以上説明した本実施の形態に係る内壁パネルユニット1によれば、室内の壁面Wに取付用下地枠2を当接ないし近接させた状態で配置して、アジャスタボルト70,70によって取付用下地枠2の長さを調節することによって、天井面CSと床面FSとの間で突っ張った状態で取付用下地枠2を固定することができるとともに、パネル4A,4B,4Cの蟻形溝Dga,Dga,Dgb1,Dgb1を取付用下地枠2の第1、第2および第3蟻形ほぞ30,30,32,32,50,50に係合させることによって、複数のパネル4A,4B,4Cを取付用下地枠2に取付けることができる。即ち、ボルトやネジなどの締結部材を用いることなく、室内の壁面Wに対向した位置に複数のパネル4A,4B,4Cを設置することができる。これにより、居住者自身で室内の模様替えを手軽に行うことができる。なお、パネルの交換が容易なため、好みのデザインや用途に応じたパネルを選択する自由度が増加する。また、パネルの設置に際して、接着剤や両面テープなどを用いていないため、経時劣化による内壁パネルユニットの壁面からの脱落(剥がれ)が生じることや、既存の壁面を傷つけることがない。なお、既存の壁面を傷つけることがないため、内壁パネルユニットの解体後においても、原状回復が可能である。

やること >>
1 – この文章では、取付用下地枠の長さを調節するのに何を使いますか。
2 – この文章を、「以上説明した本実施の形態に係」を含むところから書き写し、「ても、原状回復が可能である。」まで写したら終えてください。

渡された資料 >>
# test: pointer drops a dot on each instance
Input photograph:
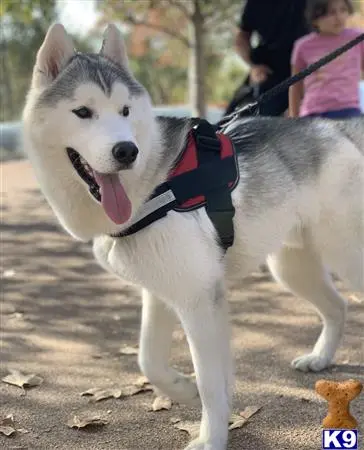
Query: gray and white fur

答えの例 >>
1 – アジャスタボルト70,70を使います。

2 –
以上説明した本実施の形態に係る内壁パネルユニット1によれば、室内の壁面Wに取付用下地枠2を当接ないし近接させた状態で配置して、アジャスタボルト70,70によって取付用下地枠2の長さを調節することによって、天井面CSと床面FSとの間で突っ張った状態で取付用下地枠2を固定することができるとともに、パネル4A,4B,4Cの蟻形溝Dga,Dga,Dgb1,Dgb1を取付用下地枠2の第1、第2および第3蟻形ほぞ30,30,32,32,50,50に係合させることによって、複数のパネル4A,4B,4Cを取付用下地枠2に取付けることができる。即ち、ボルトやネジなどの締結部材を用いることなく、室内の壁面Wに対向した位置に複数のパネル4A,4B,4Cを設置することができる。これにより、居住者自身で室内の模様替えを手軽に行うことができる。なお、パネルの交換が容易なため、好みのデザインや用途に応じたパネルを選択する自由度が増加する。また、パネルの設置に際して、接着剤や両面テープなどを用いていないため、経時劣化による内壁パネルユニットの壁面からの脱落(剥がれ)が生じることや、既存の壁面を傷つけることがない。なお、既存の壁面を傷つけることがないため、内壁パネルユニットの解体後においても、原状回復が可能である。